Exercise requirements
Put every line of the records below into a Markdown table with two columns, Row and Line. Number each row and leave out blank lines.
---------- Stored rows ----------
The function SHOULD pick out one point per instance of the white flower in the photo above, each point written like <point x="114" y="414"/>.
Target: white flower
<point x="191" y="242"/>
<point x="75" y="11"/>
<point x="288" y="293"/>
----------
Solution for this task
| Row | Line |
|---|---|
| 1 | The function SHOULD pick out one point per instance of the white flower in the photo above, each point written like <point x="114" y="414"/>. |
| 2 | Target: white flower |
| 3 | <point x="191" y="242"/> |
| 4 | <point x="75" y="11"/> |
| 5 | <point x="288" y="293"/> |